> _Directions for this task_:
Pick out and copy each line in the items below that contains the string "ponytail". Case counts.

> _Dataset extract_:

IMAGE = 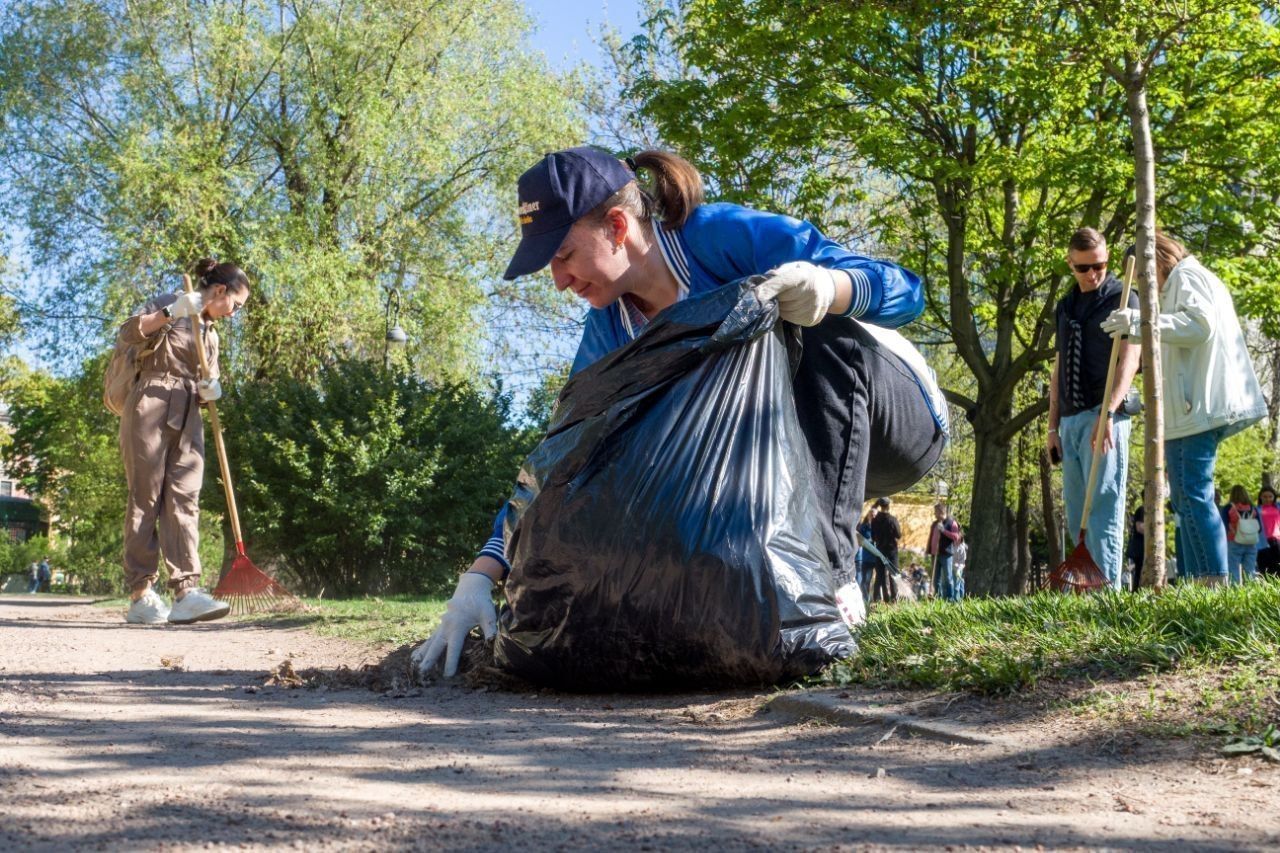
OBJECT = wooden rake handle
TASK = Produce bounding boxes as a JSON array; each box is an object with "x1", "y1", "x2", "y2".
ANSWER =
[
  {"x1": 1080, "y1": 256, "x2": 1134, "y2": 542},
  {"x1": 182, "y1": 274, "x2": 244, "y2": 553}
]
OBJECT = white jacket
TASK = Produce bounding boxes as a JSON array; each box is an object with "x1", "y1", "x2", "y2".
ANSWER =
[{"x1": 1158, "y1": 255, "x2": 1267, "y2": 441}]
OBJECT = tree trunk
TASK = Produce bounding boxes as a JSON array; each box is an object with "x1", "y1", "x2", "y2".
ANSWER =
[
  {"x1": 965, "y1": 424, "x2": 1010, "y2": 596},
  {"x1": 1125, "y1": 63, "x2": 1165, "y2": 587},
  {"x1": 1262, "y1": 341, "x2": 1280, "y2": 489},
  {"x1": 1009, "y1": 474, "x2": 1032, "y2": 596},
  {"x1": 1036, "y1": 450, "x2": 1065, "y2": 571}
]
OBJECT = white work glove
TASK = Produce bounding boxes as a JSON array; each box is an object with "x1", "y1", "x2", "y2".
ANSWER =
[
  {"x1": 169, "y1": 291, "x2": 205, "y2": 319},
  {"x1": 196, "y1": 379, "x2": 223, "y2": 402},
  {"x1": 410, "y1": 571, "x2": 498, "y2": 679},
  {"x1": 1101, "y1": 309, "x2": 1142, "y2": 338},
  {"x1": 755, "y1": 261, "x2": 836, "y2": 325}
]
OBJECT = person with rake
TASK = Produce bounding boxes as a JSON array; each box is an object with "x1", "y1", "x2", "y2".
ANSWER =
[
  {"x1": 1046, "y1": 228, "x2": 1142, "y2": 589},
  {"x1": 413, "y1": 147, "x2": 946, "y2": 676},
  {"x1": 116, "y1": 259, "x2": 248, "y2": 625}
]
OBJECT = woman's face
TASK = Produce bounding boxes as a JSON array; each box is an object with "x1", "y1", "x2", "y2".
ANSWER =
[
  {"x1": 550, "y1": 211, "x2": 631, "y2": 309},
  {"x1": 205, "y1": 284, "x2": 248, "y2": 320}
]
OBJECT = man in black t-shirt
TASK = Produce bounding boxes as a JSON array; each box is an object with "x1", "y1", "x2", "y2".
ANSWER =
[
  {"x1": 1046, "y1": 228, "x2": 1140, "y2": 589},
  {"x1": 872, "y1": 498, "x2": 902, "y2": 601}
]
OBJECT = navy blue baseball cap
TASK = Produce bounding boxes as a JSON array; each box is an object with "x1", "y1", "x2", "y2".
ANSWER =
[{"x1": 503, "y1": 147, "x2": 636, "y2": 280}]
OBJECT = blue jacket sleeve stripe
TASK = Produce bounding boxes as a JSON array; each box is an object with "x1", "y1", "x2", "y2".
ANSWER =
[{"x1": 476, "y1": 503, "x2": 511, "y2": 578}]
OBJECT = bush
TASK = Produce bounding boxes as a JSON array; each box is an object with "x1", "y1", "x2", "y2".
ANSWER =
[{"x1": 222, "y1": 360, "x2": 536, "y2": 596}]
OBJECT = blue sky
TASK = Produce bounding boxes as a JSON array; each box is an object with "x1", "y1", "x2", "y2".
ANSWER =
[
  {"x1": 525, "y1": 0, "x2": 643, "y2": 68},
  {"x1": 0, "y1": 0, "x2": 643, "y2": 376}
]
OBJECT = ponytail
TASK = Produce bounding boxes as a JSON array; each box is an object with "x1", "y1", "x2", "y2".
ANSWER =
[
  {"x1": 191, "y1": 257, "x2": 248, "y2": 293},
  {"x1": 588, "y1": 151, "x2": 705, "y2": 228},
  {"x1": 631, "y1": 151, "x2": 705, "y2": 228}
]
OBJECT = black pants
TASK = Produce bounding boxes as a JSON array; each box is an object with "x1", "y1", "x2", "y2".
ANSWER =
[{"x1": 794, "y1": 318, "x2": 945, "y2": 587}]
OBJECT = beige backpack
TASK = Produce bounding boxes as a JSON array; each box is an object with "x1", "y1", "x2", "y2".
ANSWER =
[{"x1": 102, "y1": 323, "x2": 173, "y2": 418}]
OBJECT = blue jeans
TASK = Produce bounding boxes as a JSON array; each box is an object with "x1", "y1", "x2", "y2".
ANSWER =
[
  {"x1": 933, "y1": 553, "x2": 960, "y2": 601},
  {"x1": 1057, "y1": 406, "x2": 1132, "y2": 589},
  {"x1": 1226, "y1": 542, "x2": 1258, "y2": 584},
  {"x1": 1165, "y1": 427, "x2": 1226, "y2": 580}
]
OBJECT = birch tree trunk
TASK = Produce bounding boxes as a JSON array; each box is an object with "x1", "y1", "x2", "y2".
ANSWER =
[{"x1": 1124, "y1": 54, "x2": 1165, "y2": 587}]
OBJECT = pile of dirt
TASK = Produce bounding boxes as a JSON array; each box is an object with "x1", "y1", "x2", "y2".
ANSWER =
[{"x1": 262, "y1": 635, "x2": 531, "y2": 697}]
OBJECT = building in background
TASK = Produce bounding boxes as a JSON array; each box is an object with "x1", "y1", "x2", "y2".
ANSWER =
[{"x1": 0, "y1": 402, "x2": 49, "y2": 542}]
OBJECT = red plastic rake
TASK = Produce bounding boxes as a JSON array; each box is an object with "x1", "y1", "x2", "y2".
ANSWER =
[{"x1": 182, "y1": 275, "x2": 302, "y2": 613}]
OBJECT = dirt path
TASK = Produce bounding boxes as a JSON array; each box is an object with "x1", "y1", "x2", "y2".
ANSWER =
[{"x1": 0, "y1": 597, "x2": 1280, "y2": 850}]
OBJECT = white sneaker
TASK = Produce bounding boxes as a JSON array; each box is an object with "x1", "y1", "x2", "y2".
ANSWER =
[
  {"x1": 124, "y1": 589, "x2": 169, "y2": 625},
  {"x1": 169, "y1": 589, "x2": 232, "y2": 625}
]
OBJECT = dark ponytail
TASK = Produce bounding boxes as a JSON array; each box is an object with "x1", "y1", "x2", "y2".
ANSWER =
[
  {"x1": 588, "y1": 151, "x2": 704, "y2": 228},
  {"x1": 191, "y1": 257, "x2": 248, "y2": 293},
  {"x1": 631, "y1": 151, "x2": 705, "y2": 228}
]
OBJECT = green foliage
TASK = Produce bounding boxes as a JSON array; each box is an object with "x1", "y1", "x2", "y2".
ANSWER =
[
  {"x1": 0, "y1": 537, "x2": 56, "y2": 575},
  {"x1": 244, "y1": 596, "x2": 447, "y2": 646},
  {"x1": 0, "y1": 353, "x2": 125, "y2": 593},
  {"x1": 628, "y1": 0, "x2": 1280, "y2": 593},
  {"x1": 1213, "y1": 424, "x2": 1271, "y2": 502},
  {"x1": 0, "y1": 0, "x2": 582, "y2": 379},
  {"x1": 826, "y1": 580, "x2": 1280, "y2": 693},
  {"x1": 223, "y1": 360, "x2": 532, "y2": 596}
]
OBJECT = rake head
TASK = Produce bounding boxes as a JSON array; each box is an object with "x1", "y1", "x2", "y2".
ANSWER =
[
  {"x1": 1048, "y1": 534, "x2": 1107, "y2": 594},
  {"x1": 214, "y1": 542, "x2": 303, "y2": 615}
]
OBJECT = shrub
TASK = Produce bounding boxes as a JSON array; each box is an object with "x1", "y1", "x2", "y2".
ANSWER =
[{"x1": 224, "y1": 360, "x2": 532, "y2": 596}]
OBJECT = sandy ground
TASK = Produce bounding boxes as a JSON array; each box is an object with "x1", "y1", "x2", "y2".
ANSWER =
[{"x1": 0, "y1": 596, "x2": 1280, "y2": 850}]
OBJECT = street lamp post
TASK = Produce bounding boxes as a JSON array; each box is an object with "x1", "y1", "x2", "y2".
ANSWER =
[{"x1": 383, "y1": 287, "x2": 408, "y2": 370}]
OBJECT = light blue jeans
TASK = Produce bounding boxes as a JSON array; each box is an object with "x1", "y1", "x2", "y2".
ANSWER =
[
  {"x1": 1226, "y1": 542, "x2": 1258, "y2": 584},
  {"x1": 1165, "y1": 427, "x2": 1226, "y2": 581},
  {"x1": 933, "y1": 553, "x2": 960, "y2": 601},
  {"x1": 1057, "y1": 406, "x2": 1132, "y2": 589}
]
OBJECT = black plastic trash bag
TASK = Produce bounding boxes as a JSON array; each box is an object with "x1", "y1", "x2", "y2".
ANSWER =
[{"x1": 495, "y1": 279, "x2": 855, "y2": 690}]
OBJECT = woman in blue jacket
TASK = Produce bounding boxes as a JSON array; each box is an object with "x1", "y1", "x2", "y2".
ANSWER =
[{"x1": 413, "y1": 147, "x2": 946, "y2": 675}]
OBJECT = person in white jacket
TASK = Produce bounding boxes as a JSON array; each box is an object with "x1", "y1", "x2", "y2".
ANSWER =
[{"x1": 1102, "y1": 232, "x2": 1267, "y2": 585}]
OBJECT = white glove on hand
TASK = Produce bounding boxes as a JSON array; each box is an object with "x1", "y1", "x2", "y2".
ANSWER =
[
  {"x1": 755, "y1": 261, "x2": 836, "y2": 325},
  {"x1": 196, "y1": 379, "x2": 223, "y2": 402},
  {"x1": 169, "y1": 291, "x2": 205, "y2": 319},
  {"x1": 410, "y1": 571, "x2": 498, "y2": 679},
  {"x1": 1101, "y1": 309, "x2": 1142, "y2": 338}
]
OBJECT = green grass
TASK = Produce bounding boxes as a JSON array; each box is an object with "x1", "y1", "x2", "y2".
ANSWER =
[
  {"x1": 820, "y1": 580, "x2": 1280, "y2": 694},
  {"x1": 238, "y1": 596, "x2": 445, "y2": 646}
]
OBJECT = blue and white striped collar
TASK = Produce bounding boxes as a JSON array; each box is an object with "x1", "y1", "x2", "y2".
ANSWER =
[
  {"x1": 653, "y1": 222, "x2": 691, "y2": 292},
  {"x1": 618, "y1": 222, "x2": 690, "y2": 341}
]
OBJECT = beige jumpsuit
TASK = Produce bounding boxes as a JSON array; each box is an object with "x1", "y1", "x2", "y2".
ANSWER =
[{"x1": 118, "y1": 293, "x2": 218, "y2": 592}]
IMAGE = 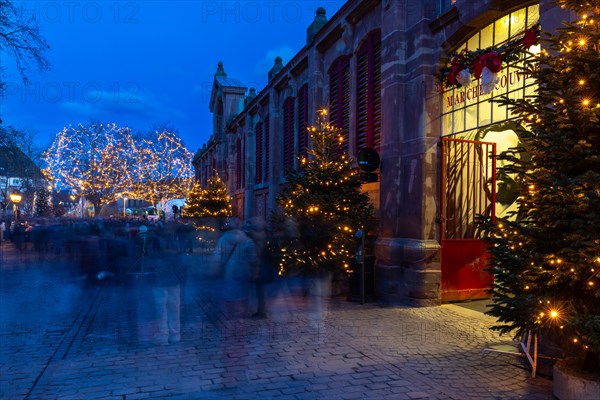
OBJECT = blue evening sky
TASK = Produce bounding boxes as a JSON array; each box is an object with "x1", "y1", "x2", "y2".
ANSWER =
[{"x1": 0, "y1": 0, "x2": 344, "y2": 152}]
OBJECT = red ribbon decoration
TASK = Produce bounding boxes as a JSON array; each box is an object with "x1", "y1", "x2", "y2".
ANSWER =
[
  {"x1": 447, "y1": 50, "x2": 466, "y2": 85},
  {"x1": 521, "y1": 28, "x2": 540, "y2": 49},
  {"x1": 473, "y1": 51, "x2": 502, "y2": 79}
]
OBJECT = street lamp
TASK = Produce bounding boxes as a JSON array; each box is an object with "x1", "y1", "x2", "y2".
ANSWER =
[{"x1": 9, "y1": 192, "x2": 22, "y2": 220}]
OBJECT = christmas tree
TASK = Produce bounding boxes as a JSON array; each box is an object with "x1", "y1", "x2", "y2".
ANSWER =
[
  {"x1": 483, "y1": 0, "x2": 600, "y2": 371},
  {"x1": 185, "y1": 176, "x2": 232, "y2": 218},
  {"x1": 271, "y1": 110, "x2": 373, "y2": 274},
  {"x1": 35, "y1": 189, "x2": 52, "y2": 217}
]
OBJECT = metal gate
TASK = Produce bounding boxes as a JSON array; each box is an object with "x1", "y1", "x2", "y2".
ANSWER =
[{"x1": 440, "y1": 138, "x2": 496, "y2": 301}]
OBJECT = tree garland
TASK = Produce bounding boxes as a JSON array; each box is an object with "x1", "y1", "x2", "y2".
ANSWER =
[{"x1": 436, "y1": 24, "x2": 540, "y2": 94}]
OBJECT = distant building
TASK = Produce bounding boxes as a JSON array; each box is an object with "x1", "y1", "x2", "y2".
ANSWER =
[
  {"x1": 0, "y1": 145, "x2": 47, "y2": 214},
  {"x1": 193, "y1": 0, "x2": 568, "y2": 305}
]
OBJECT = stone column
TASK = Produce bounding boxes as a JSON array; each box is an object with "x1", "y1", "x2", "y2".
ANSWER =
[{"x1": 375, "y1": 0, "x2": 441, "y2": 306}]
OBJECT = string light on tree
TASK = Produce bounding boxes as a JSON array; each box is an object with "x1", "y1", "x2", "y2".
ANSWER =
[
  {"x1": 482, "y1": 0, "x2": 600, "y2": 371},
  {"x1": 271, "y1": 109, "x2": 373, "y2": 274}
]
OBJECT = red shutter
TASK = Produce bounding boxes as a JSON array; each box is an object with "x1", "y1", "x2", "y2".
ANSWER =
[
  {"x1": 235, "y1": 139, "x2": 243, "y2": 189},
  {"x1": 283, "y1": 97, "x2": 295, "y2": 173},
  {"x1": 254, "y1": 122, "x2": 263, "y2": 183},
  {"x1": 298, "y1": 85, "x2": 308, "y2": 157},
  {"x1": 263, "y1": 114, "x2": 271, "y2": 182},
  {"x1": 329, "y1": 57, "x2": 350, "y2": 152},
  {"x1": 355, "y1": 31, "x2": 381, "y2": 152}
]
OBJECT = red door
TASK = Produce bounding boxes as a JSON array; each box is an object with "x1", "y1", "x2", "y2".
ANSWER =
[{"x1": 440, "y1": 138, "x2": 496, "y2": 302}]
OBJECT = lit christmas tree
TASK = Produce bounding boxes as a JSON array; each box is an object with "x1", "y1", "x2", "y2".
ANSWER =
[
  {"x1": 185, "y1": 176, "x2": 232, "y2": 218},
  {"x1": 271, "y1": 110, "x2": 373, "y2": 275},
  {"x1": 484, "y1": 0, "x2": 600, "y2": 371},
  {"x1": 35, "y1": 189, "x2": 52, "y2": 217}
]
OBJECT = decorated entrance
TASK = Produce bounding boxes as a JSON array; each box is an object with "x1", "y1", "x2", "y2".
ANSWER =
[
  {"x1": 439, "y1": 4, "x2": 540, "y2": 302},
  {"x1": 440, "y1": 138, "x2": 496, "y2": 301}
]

> _Response to this exercise_:
OBJECT = ponytail
OBJECT = dark ponytail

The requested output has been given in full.